Problem details
Rewrite the listing below as a two-column CSV with the headers instruction and points, starting at the line containing "of the cooktop" and continuing through the end of the listing. Give one row for each instruction and the coordinates that follow it, with each value in a single quoted field and line breaks replaced by spaces.

Extracted data

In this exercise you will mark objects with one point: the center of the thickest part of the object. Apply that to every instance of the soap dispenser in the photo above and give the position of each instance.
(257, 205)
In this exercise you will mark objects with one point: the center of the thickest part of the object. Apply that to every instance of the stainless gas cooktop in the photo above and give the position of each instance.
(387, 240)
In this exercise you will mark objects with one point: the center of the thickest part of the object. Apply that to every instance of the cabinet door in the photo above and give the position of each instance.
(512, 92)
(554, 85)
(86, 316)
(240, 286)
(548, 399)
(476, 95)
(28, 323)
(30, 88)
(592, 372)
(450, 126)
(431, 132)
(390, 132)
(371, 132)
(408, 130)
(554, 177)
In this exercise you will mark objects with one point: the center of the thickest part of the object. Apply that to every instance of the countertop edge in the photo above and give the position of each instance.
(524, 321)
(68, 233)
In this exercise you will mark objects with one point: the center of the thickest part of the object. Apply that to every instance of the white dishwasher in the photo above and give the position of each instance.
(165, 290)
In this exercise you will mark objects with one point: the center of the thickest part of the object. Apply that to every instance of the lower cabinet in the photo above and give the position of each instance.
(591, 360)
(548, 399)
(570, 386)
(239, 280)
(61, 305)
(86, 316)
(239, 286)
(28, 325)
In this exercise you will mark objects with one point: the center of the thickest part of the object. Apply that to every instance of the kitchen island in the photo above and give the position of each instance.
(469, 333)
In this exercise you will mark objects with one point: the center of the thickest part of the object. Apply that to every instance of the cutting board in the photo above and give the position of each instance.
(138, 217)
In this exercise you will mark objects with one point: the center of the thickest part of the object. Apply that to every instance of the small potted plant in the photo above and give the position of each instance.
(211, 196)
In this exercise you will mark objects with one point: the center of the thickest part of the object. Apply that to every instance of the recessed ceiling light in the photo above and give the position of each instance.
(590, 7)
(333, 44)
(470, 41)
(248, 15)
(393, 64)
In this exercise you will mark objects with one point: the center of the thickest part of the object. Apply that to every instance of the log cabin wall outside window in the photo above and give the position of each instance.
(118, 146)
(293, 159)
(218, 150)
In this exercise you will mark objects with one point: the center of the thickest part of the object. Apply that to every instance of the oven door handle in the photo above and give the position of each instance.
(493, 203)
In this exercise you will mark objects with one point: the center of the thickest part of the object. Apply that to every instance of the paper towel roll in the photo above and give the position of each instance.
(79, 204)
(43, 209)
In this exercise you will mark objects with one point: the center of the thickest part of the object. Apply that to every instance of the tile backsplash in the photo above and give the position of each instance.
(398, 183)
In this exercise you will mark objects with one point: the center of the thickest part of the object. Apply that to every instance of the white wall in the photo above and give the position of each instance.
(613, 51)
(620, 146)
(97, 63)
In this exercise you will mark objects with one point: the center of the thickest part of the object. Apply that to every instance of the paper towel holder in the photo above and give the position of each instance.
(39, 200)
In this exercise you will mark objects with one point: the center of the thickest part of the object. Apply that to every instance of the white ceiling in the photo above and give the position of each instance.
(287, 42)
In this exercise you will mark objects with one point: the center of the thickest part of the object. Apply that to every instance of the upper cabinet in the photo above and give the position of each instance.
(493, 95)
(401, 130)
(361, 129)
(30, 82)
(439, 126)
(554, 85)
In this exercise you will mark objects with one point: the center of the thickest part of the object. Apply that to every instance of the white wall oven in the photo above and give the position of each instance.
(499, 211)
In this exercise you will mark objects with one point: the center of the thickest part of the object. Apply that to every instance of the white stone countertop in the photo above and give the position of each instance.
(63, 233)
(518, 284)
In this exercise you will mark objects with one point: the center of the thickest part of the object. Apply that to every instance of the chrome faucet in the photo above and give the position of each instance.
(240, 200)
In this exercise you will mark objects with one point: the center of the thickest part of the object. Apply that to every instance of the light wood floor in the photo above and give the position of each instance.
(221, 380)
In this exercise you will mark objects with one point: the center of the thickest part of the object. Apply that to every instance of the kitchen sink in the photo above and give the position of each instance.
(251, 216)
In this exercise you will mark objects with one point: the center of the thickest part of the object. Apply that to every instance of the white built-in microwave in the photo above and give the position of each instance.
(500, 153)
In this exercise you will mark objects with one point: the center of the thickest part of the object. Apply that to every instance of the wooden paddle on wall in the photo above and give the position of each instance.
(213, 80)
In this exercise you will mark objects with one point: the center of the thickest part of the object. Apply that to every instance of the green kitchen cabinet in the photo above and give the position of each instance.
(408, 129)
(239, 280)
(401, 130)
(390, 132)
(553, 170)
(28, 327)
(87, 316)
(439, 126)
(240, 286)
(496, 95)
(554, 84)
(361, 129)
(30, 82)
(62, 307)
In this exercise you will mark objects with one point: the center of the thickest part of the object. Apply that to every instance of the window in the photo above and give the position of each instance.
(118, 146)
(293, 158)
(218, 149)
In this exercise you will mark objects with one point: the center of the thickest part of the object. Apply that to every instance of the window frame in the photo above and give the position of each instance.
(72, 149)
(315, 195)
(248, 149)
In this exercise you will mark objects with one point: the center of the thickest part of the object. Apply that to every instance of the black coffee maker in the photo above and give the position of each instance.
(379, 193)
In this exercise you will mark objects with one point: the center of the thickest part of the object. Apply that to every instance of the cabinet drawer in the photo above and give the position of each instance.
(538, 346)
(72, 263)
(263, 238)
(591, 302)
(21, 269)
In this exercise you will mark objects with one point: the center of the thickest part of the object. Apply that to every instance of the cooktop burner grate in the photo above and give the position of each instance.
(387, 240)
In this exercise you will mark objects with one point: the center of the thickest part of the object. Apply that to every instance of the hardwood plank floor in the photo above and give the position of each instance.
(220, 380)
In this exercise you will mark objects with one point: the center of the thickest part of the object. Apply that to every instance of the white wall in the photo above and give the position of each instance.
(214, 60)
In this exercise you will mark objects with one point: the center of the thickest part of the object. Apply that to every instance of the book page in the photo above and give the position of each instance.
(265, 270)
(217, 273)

Task result
instruction,points
"In this exercise you will mark objects with one point: the center of the thickest part of the object. Apply that to every instance of the cooktop burner grate in the photo above and give the position of each instance.","(387, 240)"
"In this exercise you will mark objects with one point: the center of the thickest part of the object. Apply that to every instance of the hardwood plank floor in the photo above and give the position of each instance.","(220, 380)"
"In this exercise you will mark objects with one point: the center of the thickest part of the object. Apply that to every instance of the white wall in the photo above and give the position of each instance.","(214, 60)"
"In this exercise you will mark objects with one point: the center of the thickest part of the object. Apply that to every instance of the book page in the photo above and give the position of each instance.","(265, 270) (217, 273)"